■ **WHAT IS REQUIRED**:
Please write out the data below once more, exactly as it stands.

------ PROVIDED INFORMATION ------

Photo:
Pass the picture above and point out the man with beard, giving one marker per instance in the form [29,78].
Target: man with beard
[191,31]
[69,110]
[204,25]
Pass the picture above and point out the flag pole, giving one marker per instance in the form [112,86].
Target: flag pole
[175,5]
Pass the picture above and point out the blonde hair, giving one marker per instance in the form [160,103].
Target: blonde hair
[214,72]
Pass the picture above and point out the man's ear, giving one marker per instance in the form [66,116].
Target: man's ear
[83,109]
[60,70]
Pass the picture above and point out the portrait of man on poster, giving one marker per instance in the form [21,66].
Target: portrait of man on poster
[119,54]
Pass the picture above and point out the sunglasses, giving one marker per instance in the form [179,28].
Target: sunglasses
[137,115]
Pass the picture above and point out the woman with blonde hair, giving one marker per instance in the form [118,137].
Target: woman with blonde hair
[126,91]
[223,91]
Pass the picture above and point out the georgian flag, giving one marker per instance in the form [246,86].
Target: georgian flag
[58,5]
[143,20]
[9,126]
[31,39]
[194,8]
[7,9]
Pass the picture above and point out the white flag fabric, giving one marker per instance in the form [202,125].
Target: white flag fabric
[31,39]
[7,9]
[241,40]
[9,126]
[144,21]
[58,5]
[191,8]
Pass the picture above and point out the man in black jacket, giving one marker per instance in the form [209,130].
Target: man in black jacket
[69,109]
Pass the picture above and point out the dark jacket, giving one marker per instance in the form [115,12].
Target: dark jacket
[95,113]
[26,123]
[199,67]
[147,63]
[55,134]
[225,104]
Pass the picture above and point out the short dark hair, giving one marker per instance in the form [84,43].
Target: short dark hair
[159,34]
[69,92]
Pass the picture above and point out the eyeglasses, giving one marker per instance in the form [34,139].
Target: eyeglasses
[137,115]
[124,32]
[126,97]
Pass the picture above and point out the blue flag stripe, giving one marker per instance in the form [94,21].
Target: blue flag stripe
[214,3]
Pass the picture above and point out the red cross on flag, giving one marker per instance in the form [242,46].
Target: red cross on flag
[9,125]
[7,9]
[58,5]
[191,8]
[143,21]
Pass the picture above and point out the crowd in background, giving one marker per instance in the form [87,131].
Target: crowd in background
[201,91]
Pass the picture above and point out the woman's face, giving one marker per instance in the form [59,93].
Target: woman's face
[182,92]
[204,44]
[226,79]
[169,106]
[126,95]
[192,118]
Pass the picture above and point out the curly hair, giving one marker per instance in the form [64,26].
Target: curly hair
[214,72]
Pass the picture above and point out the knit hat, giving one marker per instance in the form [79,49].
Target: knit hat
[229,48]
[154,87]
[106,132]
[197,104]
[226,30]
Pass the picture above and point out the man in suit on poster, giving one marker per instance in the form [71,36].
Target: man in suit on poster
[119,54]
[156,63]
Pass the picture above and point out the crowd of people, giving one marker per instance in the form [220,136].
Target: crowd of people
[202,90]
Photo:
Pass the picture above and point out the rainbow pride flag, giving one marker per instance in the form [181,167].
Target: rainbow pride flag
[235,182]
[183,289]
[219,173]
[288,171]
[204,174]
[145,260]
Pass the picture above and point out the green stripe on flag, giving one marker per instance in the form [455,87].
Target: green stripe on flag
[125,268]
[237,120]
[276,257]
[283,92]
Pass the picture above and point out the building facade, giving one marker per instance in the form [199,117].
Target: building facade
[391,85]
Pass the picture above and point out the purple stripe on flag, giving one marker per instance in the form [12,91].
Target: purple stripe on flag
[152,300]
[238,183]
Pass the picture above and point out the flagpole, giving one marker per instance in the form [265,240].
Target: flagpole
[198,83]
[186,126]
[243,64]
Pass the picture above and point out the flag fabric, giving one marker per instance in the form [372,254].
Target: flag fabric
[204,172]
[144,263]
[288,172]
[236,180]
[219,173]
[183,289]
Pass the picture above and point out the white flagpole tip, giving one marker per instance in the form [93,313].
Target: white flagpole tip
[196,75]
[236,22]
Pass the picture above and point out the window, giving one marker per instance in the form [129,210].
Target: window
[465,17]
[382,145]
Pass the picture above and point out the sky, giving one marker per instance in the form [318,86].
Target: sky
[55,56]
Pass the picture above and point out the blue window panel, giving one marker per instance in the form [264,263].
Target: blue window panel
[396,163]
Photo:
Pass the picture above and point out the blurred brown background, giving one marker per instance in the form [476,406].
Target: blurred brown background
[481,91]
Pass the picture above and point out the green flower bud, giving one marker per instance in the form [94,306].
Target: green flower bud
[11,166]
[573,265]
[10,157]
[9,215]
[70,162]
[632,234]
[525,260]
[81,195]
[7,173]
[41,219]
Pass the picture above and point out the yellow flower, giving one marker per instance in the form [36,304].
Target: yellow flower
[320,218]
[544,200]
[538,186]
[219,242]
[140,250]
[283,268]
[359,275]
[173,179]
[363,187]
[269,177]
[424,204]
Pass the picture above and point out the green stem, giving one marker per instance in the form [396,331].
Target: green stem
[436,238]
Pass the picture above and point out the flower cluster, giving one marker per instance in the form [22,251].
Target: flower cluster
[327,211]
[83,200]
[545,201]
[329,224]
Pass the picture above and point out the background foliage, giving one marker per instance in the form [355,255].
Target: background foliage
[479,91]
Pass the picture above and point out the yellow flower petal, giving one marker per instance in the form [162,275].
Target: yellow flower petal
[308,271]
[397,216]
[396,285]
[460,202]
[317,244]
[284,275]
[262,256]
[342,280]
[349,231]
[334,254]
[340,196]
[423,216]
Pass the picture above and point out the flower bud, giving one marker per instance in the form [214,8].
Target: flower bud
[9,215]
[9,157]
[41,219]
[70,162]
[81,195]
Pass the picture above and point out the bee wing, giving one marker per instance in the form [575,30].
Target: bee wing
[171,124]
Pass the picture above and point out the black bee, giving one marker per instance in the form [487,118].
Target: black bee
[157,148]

------

■ **REPLY**:
Photo:
Pass the picture above and point out the man with beard, giving one marker per instance in the form [29,78].
Target: man with beard
[191,31]
[69,110]
[204,25]
Pass the picture above and point out the flag pole, giving one marker per instance in the form [112,86].
Target: flag pole
[175,5]
Pass the picture above and point out the blonde hair, giving one marker per instance in the form [160,103].
Target: blonde hair
[214,72]
Pass the picture above and point out the man's ear, giving one marker per instance in the form [66,116].
Target: man's ear
[83,109]
[60,70]
Pass the picture above and point out the portrait of man on poster, giving one marker per instance in the form [21,66].
Target: portrait of man on poster
[119,54]
Pass the picture above and point out the sunglasses, giving one marker per instance in the form [179,28].
Target: sunglasses
[137,115]
Pass the picture above and point out the woman with blonde hair, giving one marker per instance in the form [118,137].
Target: woman with blonde hair
[126,91]
[223,91]
Pass the picture above and point out the georgian flag, giving one marker per instance in the form [246,86].
Target: georgian flag
[58,5]
[143,20]
[9,126]
[31,39]
[194,8]
[7,9]
Pass the picture above and point out the white flag fabric, giving one marker per instance in the form [202,125].
Target: white flag fabric
[31,39]
[7,9]
[241,40]
[9,126]
[144,21]
[58,5]
[191,8]
Pass the picture above and point out the man in black jacket, giving one marker per instance in the form [209,130].
Target: man in black jacket
[69,109]
Pass the picture above and point out the dark jacket, giving one marker per instance in the form [115,12].
Target: dark jacket
[95,113]
[26,123]
[199,67]
[147,63]
[55,134]
[225,104]
Pass the picture above and point out the short dark hair, giving one marker per instance in the form [84,43].
Target: short dark hair
[159,34]
[69,92]
Pass the picture above and point out the eyeglasses, giving one marker per instance in the form [34,139].
Target: eyeglasses
[137,115]
[124,32]
[126,97]
Pass the picture above and point out the blue flag stripe, giving one marker per instance in the form [94,21].
Target: blue flag stripe
[214,3]
Pass the picture above and point out the red cross on flag, giving one marker per instance in the form [242,46].
Target: red cross on flag
[9,125]
[7,9]
[58,5]
[191,8]
[143,21]
Pass the picture above and point out the crowd in background, giving one marker per instance in the form [87,131].
Target: crowd in background
[201,91]
Pass the picture above and point out the woman's face, giving one marker per instance in the form [59,93].
Target: woman's face
[182,92]
[204,44]
[226,79]
[169,106]
[126,95]
[192,118]
Pass the picture above and point out the curly hair, giving one marker per instance in the form [64,26].
Target: curly hair
[214,72]
Pass the picture above and point out the knit hat, giving one marker per instance in the form [79,49].
Target: knit hat
[229,48]
[154,87]
[106,132]
[197,104]
[226,30]
Pass the picture above and point out the man in suit on poster, giving one marker per instance in the form [71,36].
Target: man in suit on poster
[119,54]
[156,63]
Pass the picture above and point out the crowd of people, giving one marker per instance in the form [220,136].
Target: crowd of people
[202,90]
Photo:
Pass the picture above and point out the rainbow pride flag, giving one marker per instance in the form [181,167].
Target: rainbow pride flag
[235,182]
[183,289]
[219,173]
[288,171]
[204,174]
[145,260]
Pass the picture above and point out the green stripe on flag, giving one marker per instance in the form [455,87].
Target: green stripe on flag
[125,268]
[237,120]
[276,257]
[283,92]
Pass the picture above and point out the building facade, giving one marker per instance in the form [199,117].
Target: building facade
[391,85]
Pass the picture above and point out the purple stripe on flag, giving one marker per instance in the form [12,91].
Target: purple stripe on flag
[152,300]
[238,183]
Pass the picture above and point out the flagpole, giving one marker per instance in the form [265,240].
Target: flagpole
[198,83]
[186,126]
[243,64]
Pass the picture above and point out the flag fabric, giving one marker per instance in the form [372,254].
Target: flag fabric
[204,172]
[144,263]
[288,172]
[236,180]
[219,173]
[183,289]
Pass the picture above and point out the white flagpole tip, giving one marker per instance in the form [93,313].
Target: white flagpole tip
[196,75]
[236,22]
Pass the picture above and point out the window, giving one marker per instance in the form [129,210].
Target: window
[465,17]
[382,145]
Pass the picture above and point out the sky, giving one marker per instance in the form [318,86].
Target: sky
[55,56]
Pass the picture above and point out the blue window panel, giving one marker per instance in the form [264,263].
Target: blue window panel
[396,163]
Photo:
Pass the picture above and point out the blurred brown background, giving one marker per instance in the form [476,406].
Target: blurred brown background
[481,91]
Pass the picture above and point out the green flower bud, giving one marker per instance in the form [94,306].
Target: green flower bud
[11,166]
[573,265]
[10,157]
[9,215]
[70,162]
[632,234]
[525,260]
[81,195]
[7,173]
[41,219]
Pass the picture above and point out the yellow flower, giving one marker per instance in the form [36,304].
Target: yellow flower
[320,218]
[544,200]
[538,186]
[219,242]
[140,250]
[283,268]
[359,275]
[173,179]
[363,187]
[269,177]
[424,204]
Pass the picture above and point out the green stem, giving one marker per instance in the form [396,331].
Target: green stem
[436,238]
Pass the picture above and point out the flower cluster, giving one marker per instance in the form [22,251].
Target: flower cluster
[327,211]
[83,200]
[545,201]
[329,224]
Pass the picture above and point out the background foliage, giving one marker per instance in the form [355,255].
Target: background foliage
[479,91]
Pass the picture above and point out the yellow flower petal, giving one marker per instance in the form [162,275].
Target: yellow flower petal
[308,271]
[397,216]
[396,285]
[460,202]
[317,244]
[284,275]
[262,256]
[342,280]
[349,231]
[334,254]
[340,196]
[423,216]
Pass the picture above and point out the flower bud, giving one marker per instance in the form [214,8].
Target: flower bud
[9,215]
[9,157]
[41,219]
[70,162]
[81,195]
Pass the picture above and point out the bee wing, giving one marker per instance in the form [575,30].
Target: bee wing
[171,124]
Pass the picture above and point out the black bee, giving one marker per instance in the form [487,118].
Target: black bee
[157,148]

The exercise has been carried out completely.